◆ **Texte de lecture**:

» Les Français sont les plus grands cinéphiles d’Europe ! » C’est en ces termes que Frédérique Bredin, présidente du Centre national du cinéma et de l’image animée (CNC) rendait public, le 25 septembre dernier, l’étude annuelle de cette autorité indépendante sur la fréquentation des salles de cinéma. Selon les chiffres 2017, près de 70 % des Français ont un cinéma près de chez eux. La région Occitanie, dotée d’un parc cinématographique de 212 cinémas dont 23 multiplexes (lire encadré).

Les multiplexes au cœur du débat
Le secteur est d’ailleurs en pleine ébullition avec plusieurs projets d’implantations de salles : à Foix dans l’Ariège où la mairie planche sur un multiplexe, à Béziers où un parc à thème sur le cinéma prend forme au domaine de Bayssan, à Frontignan et Balaruc-les-Bains où un duel politique oppose les maires autour de deux projets opposés, etc. Dans les villes moyennes et les villes universitaires, la concurrence est rude, chacun veut son écran noir ou sa myriade de toiles pour « atteindre les trois publics cibles du cinéma : les catégories supérieures, les étudiants et les seniors », selon l’expertise du CNC. Au cœur des débats ? Le multiplexe et l’émergence dans les années 1990 d’un nouveau type d’exploitants de salles imposant une vision très économique du 7e art. Selon la définition officielle, le multiplexe dispose d’au moins huit salles (en dessous, on parle de miniplexe) et doit obtenir l’aval de la Commission départementale d’aménagement commercial (CDAC) s’il compte plus de 1 000 sièges. Ces gigantesques équipements le plus souvent implantés à la périphérie des villes, dotés d’écrans dernier cri, comptent de plus en plus sur la vente de produits dérivés pour atteindre la rentabilité, les films y étant assimilés à des « produits d’appel pour vendre du pop-corn », dénonçait déjà dans les années 2000 l’Association des auteurs réalisateurs producteurs. Trente ans après, le scénario n’a guère changé. Les multiplexes fascinent autant qu’ils cristallisent les craintes, des voix s’élèvent contre les risques d’une désertification urbaine, les exploitants de salles de centre-ville étant les premiers à critiquer les dangers d’une dérive trop importante des spectateurs vers ces complexes péri-urbains, comme c’est arrivé à Montpellier.

◆ **Données enregistrées**:
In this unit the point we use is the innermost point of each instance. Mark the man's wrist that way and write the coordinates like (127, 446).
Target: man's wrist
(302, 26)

◆ **Objectif du travail**: Pour chacune des affirmations suivantes, dites si elle s’accorde avec le texte sur les salles de cinéma, puis citez les mots du texte qui tranchent. (a) Un multiplexe compte au moins huit salles. (b) Tout multiplexe doit obtenir l’aval de la CDAC, quel que soit son nombre de sièges. (c) Selon les chiffres 2017, plus de 80 % des Français ont un cinéma près de chez eux. Les lignes ne sont pas nécessaires ici.

◆ **Solution attendue**:
(a) Oui : « le multiplexe dispose d’au moins huit salles »
(b) Non : « doit obtenir l’aval de la Commission départementale d’aménagement commercial (CDAC) s’il compte plus de 1 000 sièges »
(c) Non : « près de 70 % des Français ont un cinéma près de chez eux »